-- ENTRIES SHOWN start --

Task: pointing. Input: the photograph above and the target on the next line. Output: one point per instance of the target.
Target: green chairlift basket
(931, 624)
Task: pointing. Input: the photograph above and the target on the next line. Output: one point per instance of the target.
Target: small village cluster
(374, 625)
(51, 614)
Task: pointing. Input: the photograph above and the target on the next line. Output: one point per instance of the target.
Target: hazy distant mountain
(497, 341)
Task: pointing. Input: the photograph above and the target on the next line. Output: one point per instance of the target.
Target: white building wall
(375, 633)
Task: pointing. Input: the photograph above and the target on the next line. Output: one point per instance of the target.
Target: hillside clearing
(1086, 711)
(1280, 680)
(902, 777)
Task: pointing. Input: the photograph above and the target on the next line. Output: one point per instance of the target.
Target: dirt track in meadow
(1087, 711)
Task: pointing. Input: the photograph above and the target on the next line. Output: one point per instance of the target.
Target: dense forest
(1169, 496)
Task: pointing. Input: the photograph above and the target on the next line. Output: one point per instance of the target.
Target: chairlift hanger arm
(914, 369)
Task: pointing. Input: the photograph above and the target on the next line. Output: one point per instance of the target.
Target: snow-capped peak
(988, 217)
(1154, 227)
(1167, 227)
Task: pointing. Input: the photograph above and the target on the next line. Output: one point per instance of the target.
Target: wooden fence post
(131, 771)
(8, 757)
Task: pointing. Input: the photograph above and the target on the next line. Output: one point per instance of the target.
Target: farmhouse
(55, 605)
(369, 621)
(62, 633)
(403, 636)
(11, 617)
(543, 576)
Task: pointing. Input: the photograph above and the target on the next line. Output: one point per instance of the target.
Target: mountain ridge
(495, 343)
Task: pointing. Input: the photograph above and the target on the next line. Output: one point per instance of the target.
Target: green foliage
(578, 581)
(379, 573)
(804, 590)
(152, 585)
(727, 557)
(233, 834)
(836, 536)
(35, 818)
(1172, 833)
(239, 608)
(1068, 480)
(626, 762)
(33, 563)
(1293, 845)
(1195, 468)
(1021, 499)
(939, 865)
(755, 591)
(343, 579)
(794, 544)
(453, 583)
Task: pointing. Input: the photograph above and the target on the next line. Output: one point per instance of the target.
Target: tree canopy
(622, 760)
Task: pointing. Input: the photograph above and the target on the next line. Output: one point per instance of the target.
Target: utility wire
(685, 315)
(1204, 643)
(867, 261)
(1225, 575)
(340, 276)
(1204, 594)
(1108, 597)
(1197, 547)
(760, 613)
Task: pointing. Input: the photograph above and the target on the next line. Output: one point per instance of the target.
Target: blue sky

-- ENTRIES SHOWN end --

- **YOUR GOAL**:
Locate every line in the items above that contains the word "chairlift" and copy each of those lines.

- **TASK RESULT**:
Target: green chairlift basket
Target: chairlift hanger arm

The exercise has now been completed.